Set task:
What follows is a listing; restate every line of it word for word.

# # #

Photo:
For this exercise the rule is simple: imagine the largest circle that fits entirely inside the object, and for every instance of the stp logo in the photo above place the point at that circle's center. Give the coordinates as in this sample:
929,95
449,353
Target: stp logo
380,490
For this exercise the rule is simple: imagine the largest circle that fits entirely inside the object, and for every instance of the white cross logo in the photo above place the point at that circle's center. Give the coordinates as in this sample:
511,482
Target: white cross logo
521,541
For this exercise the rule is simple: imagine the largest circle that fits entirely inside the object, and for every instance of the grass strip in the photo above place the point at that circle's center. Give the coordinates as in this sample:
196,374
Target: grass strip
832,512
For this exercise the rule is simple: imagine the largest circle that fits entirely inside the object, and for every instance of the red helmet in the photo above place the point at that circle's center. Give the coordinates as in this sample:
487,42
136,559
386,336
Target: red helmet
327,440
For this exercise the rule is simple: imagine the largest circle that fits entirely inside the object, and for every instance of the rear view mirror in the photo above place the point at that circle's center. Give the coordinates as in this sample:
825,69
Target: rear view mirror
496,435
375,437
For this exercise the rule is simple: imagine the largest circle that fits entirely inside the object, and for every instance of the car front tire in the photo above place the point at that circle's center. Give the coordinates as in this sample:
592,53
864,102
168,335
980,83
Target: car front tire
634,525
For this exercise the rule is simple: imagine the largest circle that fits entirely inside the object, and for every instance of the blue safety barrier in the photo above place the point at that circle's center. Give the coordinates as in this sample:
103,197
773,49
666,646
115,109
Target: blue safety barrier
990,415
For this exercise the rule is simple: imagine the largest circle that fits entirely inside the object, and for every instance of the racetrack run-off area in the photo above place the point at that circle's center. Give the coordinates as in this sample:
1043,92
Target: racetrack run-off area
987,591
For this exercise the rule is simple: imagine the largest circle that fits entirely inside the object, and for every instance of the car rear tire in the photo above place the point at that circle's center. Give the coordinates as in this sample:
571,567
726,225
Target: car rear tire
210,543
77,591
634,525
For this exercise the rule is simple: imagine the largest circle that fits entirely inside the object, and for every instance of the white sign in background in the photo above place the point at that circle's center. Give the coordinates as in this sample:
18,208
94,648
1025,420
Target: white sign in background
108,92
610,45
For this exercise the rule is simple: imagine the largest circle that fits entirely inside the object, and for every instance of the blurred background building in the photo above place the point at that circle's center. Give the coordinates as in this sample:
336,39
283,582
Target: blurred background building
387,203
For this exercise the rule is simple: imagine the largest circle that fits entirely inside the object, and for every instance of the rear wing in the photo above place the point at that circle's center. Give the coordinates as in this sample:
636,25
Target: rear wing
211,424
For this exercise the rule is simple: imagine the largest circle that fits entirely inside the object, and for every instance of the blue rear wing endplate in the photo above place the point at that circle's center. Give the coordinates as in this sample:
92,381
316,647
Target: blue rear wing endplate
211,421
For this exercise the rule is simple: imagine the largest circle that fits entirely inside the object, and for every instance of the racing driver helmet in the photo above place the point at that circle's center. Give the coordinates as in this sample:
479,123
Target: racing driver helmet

# # #

Expected answer:
Photo:
For this exercise the rule is simple: imagine the largest circle that fits entirely inside the object, and for every instance of the stp logo in the photo above place the point at that circle's center. Give the coordinates as in this sample:
929,95
449,353
Target: stp logo
380,490
For this exercise the rule is simple: imagine the largest circle that fits entirely inside the object, and for every instance of the white cross logo in the photo above place the point at that circle's center. Give the coordinates as in this sample:
511,482
Target: white cross logo
521,541
For this exercise the rule is simple: imagine the largest circle that fits entirely inside the object, and for every instance of the grass strip in the photo above place the point at that circle's center. Give the coordinates as in this sample:
196,374
Target: grass strip
832,512
For this exercise the rule is simple: imagine the largest circle that fits entirely inside the object, and for every instance of the red helmet in the photo above place the point at that circle's center. Give the coordinates as in this sample:
487,42
136,559
386,336
Target: red helmet
327,440
For this exercise the rule is simple: imagine the largest circle that fits entirely inside the object, and for every instance of the rear view mirror in the photo above place the point at that circle's center. Give the coordinates as in this sample:
825,69
Target: rear view mirror
496,435
375,437
For this exercise the rule is simple: imagine the largest circle that fits entirely inside the object, and for every instance of the car front tire in the photo above place the point at that circle's center. Give the coordinates as in this sample:
592,53
864,102
168,335
980,83
Target: car front tire
634,525
For this exercise the rule is simple: imagine the largest circle that fits entirely inside the object, and for every instance of the blue safety barrier in the photo above place the point at that circle's center. Give the coordinates as in this sample:
103,197
773,49
666,646
115,109
Target: blue safety barrier
990,415
For this exercise the rule is simple: imagine the largest circle that fits entirely inside the object, and for every instance of the racetrack run-off area in the photo above place the point at that circle's center. Give the coordinates as in this sample:
1043,92
Target: racetrack run-off area
987,591
For this exercise the rule is simple: imagine the largest circle that fits entirely inside the object, and for every instance of the car rear tire in the photo above place the point at that circle's center. Give the coordinates as in this sample:
571,567
726,225
Target: car rear tire
210,543
77,591
634,525
For this exercise the rule is simple: imagine the largest circle that fits entirely inside the object, and for every instance of the white sign in background in the photo above place the point at that circle's center. Give the coordinates as in this sample:
18,208
94,648
1025,420
Target: white sign in background
108,92
610,45
For this exercise the rule is simple: imagine the largest circle that fits entirely inside the object, and for every instance of the blurred background building in the photo above place the point at that circle's center. Give the coordinates as in this sample:
336,39
283,582
Target: blurred background building
387,203
For this exercise the rule is simple: imagine the largest circle that fits entirely inside the object, and for every instance of the rear wing in the photo above place the point at that circle's center. Give the coordinates as in this sample:
636,25
Target: rear wing
211,424
For this exercise the rule is simple: imagine the largest circle that fits entirely inside the object, and for every instance of the blue rear wing endplate in the photo above place the point at that circle's center. Give the coordinates as in this sample:
92,381
316,647
Target: blue rear wing endplate
211,421
For this exercise the rule is simple: imagine the largest circle that fits entirely inside the object, and for every instance of the racing driver helmet in the photo above place the point at that circle's center. Give the coordinates as in this sample:
479,123
Target: racing driver helmet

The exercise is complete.